American disc jockey

Riz Rollins, also known as DJ Riz, is a disc jockey in Seattle. He is known as a radio personality on KEXP-FM and for presenting his radio show there, "Expansions".

Riz is a prominent gay and black public figure in LGBT culture in Seattle. He is known for deejaying at gay venues including Pony and Cuff Complex.

Rollins grew up in Chicago. His mother took him to his first music concert, where performers Dionne Warwick, Gene Chandler and The Temptations influenced his perspective. He sang in the Operation Breadbasket choir. He regularly heard Reverend Jesse Jackson preach. Upon hearing the James Brown song, "Cold Sweat", he felt that it described his life as a poor black youth. He lived in Chicago till age 25. He studied religion and psychology in college.

Data drawn from a collection:
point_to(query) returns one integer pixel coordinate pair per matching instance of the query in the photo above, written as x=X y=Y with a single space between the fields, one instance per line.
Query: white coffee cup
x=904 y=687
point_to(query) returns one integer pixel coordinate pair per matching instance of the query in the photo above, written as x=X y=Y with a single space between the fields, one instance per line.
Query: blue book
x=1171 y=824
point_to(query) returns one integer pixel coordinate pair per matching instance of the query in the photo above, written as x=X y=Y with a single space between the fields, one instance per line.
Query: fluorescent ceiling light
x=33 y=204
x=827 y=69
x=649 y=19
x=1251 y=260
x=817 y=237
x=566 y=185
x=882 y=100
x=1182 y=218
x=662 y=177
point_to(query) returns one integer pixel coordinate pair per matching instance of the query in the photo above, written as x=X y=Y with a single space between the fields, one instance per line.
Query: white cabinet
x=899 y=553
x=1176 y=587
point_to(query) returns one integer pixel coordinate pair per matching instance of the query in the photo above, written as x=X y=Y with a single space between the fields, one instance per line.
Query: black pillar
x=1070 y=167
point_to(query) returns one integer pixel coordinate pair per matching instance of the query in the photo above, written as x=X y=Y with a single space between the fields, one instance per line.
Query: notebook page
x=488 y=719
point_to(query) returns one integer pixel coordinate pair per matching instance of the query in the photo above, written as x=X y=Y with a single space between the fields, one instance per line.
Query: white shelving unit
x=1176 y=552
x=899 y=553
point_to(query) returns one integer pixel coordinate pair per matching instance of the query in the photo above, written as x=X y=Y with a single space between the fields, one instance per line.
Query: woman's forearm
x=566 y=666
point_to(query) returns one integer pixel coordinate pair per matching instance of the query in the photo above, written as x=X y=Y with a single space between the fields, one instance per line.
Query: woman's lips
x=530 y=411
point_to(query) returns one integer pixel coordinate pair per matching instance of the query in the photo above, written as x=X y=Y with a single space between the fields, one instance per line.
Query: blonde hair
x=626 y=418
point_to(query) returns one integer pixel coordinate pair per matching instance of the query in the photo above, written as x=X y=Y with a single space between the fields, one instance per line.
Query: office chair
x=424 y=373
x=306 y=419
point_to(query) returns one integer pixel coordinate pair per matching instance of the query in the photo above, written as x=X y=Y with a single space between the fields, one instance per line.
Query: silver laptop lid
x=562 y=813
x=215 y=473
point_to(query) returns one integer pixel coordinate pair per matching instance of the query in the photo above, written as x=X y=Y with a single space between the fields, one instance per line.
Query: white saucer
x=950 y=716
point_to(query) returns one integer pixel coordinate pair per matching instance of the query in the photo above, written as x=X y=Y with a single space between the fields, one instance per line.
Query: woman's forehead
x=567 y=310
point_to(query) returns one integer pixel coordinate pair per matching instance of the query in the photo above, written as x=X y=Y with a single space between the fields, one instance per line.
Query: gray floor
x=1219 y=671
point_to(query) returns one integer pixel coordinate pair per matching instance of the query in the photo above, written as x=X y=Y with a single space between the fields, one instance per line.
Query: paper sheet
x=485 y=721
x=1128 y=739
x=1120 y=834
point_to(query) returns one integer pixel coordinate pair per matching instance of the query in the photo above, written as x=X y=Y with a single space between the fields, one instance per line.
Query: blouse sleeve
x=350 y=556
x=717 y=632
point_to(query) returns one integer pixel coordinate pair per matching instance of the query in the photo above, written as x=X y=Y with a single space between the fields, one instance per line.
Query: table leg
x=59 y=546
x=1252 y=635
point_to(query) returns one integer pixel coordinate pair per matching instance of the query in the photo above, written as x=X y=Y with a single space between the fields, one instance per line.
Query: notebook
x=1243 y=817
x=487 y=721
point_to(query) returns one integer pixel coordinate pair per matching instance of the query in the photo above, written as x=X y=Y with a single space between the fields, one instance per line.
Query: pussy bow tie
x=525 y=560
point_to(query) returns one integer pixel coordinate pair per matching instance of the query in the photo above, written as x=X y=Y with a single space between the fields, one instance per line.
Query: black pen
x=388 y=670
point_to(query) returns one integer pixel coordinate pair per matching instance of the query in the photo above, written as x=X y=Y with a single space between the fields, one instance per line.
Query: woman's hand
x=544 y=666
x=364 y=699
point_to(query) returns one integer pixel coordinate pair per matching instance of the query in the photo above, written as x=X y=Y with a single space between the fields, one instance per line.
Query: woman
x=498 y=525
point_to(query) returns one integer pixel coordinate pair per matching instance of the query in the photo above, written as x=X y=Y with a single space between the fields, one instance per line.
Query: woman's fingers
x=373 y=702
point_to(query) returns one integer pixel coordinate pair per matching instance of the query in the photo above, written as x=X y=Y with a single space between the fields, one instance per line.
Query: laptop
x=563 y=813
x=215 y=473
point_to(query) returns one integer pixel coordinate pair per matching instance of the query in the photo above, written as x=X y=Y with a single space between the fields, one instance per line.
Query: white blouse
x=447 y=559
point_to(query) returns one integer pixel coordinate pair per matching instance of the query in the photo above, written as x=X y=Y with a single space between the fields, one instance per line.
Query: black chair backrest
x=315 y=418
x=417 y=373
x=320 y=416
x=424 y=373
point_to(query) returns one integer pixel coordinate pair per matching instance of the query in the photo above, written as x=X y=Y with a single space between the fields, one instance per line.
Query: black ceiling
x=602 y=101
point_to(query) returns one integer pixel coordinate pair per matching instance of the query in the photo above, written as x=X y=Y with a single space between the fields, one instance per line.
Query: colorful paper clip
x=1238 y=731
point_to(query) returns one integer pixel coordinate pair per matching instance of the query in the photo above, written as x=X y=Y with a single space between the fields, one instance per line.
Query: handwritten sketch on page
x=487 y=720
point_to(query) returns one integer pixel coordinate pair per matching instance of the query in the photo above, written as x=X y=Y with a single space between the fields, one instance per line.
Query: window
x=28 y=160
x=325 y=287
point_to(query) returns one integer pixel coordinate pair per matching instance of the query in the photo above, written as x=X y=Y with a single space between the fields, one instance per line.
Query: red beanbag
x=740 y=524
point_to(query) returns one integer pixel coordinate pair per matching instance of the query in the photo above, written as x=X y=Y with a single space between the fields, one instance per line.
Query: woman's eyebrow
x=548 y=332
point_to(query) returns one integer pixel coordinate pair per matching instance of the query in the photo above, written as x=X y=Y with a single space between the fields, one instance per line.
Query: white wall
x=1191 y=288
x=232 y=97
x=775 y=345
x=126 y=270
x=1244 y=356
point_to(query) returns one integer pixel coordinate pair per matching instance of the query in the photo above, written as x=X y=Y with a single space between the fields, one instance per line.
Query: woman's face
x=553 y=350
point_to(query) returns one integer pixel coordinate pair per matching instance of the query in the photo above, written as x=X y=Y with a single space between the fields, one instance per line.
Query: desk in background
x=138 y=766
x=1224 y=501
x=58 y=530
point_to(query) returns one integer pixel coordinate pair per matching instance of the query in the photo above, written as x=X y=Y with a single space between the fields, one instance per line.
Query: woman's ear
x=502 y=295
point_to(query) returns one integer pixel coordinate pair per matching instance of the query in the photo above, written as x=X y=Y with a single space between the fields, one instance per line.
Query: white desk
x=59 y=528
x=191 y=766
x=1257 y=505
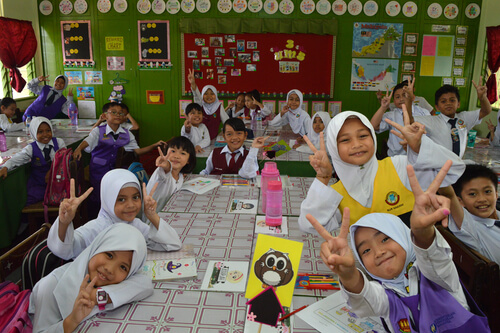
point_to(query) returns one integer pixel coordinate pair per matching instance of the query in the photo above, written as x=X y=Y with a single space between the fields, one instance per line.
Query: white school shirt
x=435 y=263
x=199 y=136
x=396 y=115
x=93 y=138
x=75 y=241
x=322 y=201
x=167 y=186
x=481 y=234
x=439 y=130
x=7 y=125
x=249 y=168
x=25 y=155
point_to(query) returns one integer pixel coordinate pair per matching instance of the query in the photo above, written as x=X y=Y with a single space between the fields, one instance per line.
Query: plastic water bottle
x=73 y=113
x=270 y=172
x=274 y=203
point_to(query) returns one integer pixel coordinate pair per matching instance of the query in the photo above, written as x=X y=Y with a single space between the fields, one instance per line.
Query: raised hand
x=319 y=160
x=68 y=207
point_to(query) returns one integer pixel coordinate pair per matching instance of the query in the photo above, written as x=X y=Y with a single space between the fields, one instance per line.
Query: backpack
x=14 y=305
x=138 y=170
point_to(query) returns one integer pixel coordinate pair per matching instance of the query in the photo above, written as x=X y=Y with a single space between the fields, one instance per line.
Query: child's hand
x=68 y=207
x=429 y=207
x=319 y=160
x=259 y=142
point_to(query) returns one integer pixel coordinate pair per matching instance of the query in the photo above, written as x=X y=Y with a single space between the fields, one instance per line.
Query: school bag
x=14 y=305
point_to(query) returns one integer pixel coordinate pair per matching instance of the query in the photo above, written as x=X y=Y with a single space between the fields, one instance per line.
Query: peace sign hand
x=68 y=207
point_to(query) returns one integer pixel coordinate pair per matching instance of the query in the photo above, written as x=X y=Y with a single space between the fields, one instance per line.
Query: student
x=40 y=153
x=7 y=111
x=213 y=110
x=450 y=128
x=194 y=129
x=474 y=217
x=367 y=185
x=234 y=157
x=236 y=109
x=180 y=159
x=109 y=267
x=416 y=283
x=403 y=94
x=292 y=114
x=319 y=124
x=50 y=101
x=121 y=203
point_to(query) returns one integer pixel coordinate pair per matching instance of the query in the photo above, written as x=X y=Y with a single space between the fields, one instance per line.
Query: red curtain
x=17 y=47
x=493 y=38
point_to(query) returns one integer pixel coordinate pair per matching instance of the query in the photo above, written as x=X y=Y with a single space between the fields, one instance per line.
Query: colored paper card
x=225 y=276
x=275 y=263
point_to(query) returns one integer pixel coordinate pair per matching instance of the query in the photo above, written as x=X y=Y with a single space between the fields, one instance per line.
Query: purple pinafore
x=434 y=310
x=39 y=168
x=38 y=108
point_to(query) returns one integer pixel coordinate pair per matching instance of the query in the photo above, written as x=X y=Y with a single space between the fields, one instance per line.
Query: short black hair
x=474 y=171
x=185 y=144
x=193 y=106
x=236 y=123
x=444 y=90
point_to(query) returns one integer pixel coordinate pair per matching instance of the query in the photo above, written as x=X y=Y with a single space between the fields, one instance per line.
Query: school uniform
x=481 y=234
x=245 y=165
x=163 y=239
x=439 y=129
x=199 y=136
x=41 y=161
x=376 y=186
x=213 y=113
x=396 y=115
x=45 y=105
x=7 y=125
x=428 y=284
x=53 y=297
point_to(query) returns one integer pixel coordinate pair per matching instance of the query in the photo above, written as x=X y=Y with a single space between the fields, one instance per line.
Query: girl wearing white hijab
x=66 y=297
x=213 y=110
x=120 y=202
x=40 y=153
x=367 y=185
x=319 y=124
x=292 y=114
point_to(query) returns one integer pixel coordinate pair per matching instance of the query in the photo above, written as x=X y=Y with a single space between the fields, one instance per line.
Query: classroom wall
x=162 y=121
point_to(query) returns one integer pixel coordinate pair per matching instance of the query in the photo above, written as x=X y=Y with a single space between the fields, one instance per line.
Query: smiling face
x=448 y=104
x=354 y=142
x=479 y=197
x=110 y=267
x=44 y=133
x=381 y=255
x=128 y=204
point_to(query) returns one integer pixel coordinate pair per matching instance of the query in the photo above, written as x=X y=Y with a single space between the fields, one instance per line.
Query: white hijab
x=111 y=184
x=393 y=227
x=357 y=180
x=35 y=123
x=211 y=108
x=118 y=237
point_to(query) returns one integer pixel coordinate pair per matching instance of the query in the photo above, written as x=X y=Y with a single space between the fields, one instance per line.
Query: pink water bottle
x=274 y=203
x=270 y=172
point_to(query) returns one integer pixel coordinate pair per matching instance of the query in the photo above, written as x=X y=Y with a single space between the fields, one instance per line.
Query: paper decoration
x=275 y=263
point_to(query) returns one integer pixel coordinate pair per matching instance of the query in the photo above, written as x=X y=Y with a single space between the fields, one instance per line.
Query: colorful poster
x=374 y=74
x=377 y=40
x=437 y=55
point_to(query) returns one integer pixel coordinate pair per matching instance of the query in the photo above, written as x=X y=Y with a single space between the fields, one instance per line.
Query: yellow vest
x=389 y=194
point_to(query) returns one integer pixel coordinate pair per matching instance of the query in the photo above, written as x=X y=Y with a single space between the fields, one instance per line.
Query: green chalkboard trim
x=252 y=25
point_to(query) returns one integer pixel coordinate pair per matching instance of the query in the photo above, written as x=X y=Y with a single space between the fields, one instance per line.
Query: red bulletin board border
x=314 y=77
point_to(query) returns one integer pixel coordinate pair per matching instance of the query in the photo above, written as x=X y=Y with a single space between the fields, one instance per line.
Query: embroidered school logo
x=392 y=198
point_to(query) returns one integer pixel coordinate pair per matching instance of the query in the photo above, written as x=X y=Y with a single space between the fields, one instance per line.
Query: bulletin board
x=76 y=41
x=270 y=62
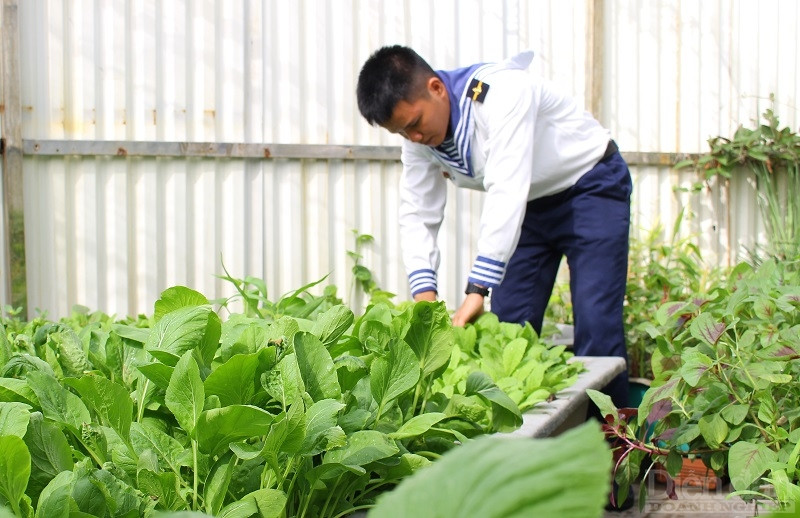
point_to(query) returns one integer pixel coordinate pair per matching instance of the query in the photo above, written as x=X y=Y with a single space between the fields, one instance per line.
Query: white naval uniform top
x=527 y=141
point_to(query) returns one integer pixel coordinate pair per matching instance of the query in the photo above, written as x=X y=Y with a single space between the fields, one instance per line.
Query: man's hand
x=470 y=309
x=425 y=295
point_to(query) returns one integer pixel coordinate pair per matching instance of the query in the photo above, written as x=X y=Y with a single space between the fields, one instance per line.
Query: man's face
x=425 y=119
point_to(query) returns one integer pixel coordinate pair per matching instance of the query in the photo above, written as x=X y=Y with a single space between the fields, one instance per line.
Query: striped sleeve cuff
x=487 y=272
x=422 y=280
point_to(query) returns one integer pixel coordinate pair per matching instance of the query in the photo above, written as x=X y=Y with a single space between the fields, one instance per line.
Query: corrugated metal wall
x=111 y=233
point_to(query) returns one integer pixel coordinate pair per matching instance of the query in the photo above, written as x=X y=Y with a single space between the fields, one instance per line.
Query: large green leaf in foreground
x=501 y=477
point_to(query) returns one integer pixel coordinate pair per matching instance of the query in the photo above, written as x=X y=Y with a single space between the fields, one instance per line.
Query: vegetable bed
x=294 y=408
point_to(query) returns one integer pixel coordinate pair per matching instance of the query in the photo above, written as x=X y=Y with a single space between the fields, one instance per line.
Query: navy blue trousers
x=589 y=224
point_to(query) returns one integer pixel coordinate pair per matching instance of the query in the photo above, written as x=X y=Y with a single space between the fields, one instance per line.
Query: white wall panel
x=112 y=233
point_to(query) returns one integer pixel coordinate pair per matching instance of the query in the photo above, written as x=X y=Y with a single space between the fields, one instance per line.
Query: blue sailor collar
x=464 y=87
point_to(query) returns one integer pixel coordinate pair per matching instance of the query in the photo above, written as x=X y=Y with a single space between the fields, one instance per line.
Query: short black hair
x=391 y=74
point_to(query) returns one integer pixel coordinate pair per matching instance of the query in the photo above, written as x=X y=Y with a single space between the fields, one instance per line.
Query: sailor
x=555 y=186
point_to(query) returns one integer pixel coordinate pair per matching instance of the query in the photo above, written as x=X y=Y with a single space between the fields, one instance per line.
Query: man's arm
x=423 y=192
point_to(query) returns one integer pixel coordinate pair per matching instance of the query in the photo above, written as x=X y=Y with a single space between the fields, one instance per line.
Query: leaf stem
x=350 y=511
x=194 y=471
x=142 y=395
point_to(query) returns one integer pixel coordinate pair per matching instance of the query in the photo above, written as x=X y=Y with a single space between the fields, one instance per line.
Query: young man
x=555 y=185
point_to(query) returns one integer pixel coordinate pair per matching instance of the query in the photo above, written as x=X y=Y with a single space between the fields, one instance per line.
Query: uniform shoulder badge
x=478 y=90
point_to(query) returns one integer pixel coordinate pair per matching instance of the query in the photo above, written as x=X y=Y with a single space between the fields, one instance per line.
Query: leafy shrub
x=726 y=385
x=289 y=408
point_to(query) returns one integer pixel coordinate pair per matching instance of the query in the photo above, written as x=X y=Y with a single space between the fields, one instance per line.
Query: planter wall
x=569 y=407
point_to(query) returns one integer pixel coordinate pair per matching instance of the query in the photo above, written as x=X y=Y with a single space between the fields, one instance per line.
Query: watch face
x=473 y=288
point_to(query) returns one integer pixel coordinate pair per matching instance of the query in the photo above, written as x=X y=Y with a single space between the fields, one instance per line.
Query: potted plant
x=726 y=386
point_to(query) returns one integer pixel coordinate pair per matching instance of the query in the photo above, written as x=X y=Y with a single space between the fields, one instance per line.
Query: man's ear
x=436 y=87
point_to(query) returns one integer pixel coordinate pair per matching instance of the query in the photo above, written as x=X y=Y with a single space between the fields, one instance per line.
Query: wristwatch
x=474 y=288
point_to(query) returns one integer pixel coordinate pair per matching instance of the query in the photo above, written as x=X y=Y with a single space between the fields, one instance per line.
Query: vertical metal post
x=14 y=277
x=595 y=65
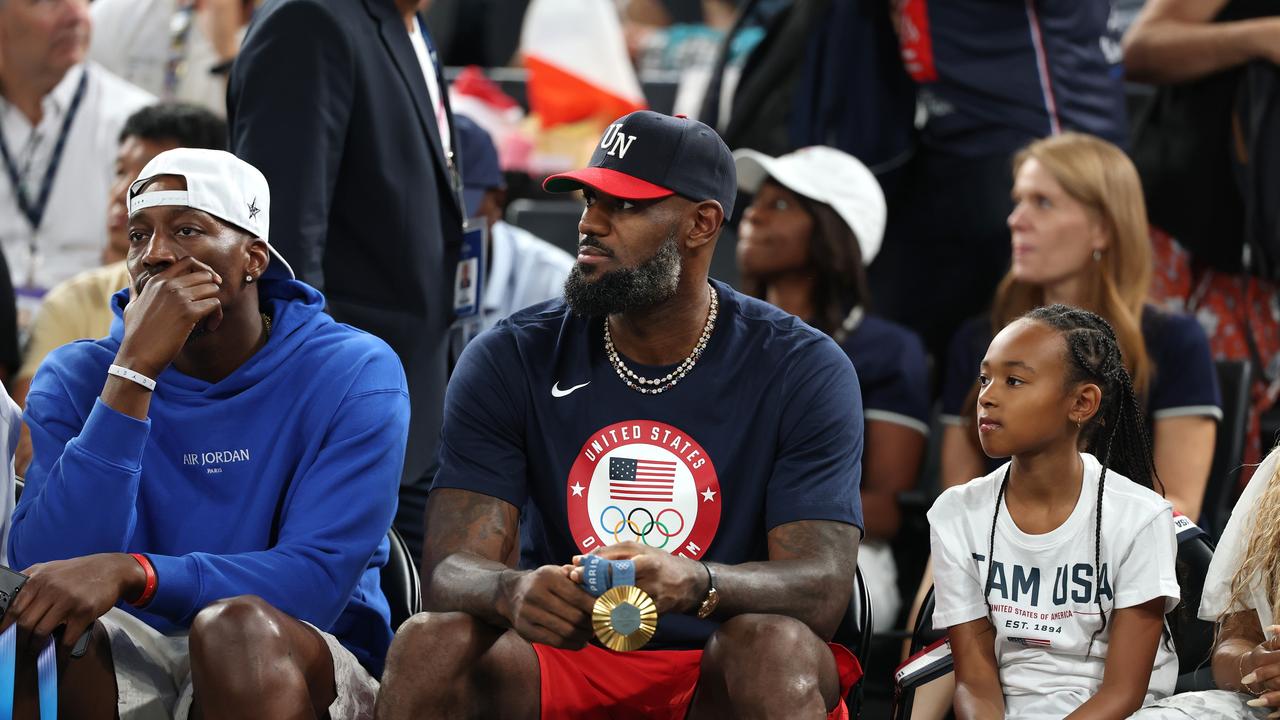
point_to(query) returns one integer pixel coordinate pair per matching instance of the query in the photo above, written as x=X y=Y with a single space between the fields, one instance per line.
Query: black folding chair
x=855 y=633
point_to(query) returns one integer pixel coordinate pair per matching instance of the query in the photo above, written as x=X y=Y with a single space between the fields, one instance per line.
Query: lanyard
x=179 y=32
x=46 y=670
x=35 y=212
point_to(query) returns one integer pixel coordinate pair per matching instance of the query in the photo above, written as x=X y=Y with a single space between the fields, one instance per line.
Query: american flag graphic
x=1032 y=642
x=641 y=479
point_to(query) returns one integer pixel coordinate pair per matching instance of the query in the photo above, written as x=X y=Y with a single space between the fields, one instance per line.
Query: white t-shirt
x=525 y=270
x=1043 y=591
x=1229 y=554
x=73 y=231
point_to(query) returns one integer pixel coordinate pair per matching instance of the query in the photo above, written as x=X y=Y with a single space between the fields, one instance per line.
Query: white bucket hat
x=827 y=176
x=219 y=183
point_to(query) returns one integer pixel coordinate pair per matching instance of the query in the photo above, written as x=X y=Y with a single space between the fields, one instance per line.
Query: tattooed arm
x=809 y=575
x=469 y=537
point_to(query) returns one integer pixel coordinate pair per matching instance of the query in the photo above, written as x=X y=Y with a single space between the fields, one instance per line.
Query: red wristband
x=149 y=589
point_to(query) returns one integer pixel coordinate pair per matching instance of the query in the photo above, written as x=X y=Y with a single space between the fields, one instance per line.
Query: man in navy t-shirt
x=654 y=417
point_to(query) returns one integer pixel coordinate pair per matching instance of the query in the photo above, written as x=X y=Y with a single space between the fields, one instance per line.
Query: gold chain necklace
x=664 y=383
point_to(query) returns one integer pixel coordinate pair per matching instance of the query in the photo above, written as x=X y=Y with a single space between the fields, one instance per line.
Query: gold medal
x=625 y=618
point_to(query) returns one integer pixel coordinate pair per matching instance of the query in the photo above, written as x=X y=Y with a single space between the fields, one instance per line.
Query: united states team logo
x=647 y=482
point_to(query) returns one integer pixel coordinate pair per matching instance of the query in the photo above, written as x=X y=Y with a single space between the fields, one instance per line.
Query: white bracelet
x=132 y=376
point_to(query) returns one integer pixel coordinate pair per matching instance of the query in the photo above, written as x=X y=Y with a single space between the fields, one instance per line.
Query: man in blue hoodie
x=213 y=482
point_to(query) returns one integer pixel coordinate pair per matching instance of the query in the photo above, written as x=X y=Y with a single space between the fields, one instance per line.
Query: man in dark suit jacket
x=329 y=99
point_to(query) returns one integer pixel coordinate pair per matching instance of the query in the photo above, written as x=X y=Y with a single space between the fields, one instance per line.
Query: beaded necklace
x=664 y=383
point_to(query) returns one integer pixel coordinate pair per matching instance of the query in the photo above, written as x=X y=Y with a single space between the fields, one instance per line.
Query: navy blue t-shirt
x=996 y=73
x=892 y=373
x=766 y=429
x=1183 y=384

Task 1:
Answer these questions using the passage on Riz Rollins:
(a) On which radio station does Rollins present "Expansions"?
(b) What are the two gay venues named as places where he is known for deejaying?
(c) Until what age did he live in Chicago?
Task 2: Proceed with the passage on Riz Rollins, picking up after its last sentence.
These records come from a separate source.

Written reply 1:
(a) KEXP-FM
(b) Pony and Cuff Complex
(c) 25

Written reply 2:
In a 1992 article, a reviewer of radio shows on KCMU-FM (now KEXP-FM) said that Rollins was one of the people who defined the culture of the station.

In the 1990s when Rollins began deejaying in Seattle, he played artists including Jungle Brothers, A Tribe Called Quest, Queen Latifah, The Pharcyde, and De La Soul. When Seattle Art Museum profiled Rollins in 2018, he cited Kerry James Marshall as an inspiration. In a profile of the black arts scene in Seattle, Rollins commented that it is more vibrant than many people are aware. Rollins likes Espresso Vivace.